What you are asked to do
For the guideline on iteration and filtering, state whether each statement agrees with the text (yes or no), quoting the words that decide it. 1. Filters should be applied at the data source rather than after multiple transformations. 2. Nested loops should always be kept because they preserve ordering. 3. When index position matters, a separate filter and reduce is correct.

Passage to read
=== Begin Enclosure ===

Minimize computational complexity by optimizing iteration patterns and data processing flows. Apply early filtering when possible, but preserve data integrity when order or indexing matters.

Key principles:

  1. Filter early: Apply filters at the data source rather than after multiple transformations
  2. Avoid nested loops: Replace nested iterations with more efficient single-pass algorithms when possible
  3. Consider data integrity: Sometimes separate operations are necessary to maintain correct indexing or ordering

Examples:

Avoid late filtering:

const allWorkflows = eventTypeWorkflows;
// ... multiple operations on allWorkflows
const workflows = allWorkflows.filter((workflow) => {
  if (triggerEvents && !triggerEvents.includes(workflow.trigger)) return false;
});

Filter early:

const allWorkflows = eventTypeWorkflows.filter((workflow) => {
  return !triggerEvents || triggerEvents.includes(workflow.trigger);
});

Avoid nested loops when possible:

for (let i = 0; i < bookingsWithRemainingSeats.length; i++) {
  for (let j = i; j < busyTimes.length; j++) {
    // processing logic
  }
}

Single iteration approach:

bookings.forEach(booking => {
  if (booking.attendeesCount < eventType.seatsPerTimeSlot) {
    // process booking directly
  }
});

⚠️ Exception - preserve data integrity:

// When index position matters, separate filter + reduce is correct
.filter((attendee) => typeof attendee.name === "string" && typeof attendee.email === "string")

=== End Enclosure ===

(Stored dataset items)
=== Begin Enclosure ===

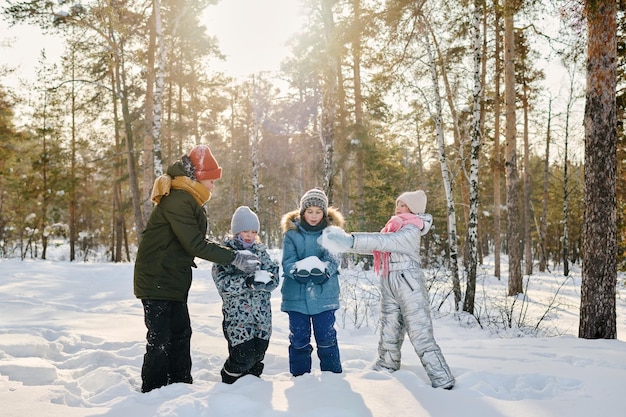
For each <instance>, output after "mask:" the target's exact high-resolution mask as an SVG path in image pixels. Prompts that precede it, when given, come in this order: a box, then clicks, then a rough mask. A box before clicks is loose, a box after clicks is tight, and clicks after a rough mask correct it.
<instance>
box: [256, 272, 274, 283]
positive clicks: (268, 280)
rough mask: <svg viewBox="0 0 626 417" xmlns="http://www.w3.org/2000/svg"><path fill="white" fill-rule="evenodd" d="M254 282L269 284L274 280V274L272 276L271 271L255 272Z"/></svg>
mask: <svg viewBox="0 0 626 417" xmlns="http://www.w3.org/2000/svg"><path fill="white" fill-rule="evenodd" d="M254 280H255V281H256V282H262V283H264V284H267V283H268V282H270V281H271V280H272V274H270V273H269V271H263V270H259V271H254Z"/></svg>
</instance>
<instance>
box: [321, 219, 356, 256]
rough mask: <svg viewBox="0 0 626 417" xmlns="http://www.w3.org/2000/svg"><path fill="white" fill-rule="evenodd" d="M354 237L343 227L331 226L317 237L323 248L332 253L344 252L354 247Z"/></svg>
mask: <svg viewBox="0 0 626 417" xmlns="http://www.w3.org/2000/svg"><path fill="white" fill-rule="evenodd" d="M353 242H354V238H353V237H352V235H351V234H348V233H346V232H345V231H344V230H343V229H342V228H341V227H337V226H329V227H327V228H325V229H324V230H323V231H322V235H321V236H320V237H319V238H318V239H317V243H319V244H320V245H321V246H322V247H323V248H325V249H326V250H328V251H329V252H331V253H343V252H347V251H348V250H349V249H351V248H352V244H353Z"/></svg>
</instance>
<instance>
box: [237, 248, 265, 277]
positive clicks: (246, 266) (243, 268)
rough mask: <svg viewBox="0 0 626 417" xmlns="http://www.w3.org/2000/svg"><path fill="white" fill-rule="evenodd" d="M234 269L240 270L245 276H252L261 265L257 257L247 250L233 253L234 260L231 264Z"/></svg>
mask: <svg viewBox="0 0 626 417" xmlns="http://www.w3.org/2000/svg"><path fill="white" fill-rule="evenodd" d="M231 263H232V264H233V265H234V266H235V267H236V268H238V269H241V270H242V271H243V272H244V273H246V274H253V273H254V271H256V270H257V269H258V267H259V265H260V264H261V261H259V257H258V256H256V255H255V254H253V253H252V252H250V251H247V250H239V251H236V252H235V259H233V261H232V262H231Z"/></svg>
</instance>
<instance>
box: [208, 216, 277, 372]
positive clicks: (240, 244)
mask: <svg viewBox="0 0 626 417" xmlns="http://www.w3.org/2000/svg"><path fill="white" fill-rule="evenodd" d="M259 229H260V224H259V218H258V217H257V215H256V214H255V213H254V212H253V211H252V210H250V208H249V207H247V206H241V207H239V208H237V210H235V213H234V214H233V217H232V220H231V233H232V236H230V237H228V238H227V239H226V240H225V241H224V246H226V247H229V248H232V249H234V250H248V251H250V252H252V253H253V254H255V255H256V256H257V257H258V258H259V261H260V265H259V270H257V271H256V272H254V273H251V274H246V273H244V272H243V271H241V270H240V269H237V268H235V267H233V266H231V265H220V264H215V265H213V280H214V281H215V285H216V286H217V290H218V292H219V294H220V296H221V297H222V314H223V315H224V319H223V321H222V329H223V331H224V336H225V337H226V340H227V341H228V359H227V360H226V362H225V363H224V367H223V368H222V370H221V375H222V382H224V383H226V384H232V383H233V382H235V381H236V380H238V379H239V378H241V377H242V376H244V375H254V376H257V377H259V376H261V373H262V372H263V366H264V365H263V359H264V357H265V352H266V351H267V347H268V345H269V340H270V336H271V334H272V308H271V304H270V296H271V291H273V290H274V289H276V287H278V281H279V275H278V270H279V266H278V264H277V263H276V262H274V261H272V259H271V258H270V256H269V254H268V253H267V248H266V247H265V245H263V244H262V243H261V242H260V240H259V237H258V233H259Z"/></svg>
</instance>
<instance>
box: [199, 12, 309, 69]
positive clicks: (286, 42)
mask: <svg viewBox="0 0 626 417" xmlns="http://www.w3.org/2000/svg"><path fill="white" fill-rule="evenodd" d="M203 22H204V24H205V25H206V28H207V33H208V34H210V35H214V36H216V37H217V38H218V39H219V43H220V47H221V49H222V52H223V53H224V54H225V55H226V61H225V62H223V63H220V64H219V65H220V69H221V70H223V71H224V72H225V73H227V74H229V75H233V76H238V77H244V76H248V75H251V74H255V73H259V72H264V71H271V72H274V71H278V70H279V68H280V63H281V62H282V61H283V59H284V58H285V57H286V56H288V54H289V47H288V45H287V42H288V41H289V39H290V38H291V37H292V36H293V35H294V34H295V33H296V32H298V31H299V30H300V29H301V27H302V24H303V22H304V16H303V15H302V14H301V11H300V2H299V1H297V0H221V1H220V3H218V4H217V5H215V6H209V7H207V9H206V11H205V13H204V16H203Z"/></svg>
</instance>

=== End Enclosure ===

Result for this task
1. Yes: "Apply filters at the data source rather than after multiple transformations"
2. No: "Replace nested iterations with more efficient single-pass algorithms when possible"
3. Yes: "When index position matters, separate filter + reduce is correct"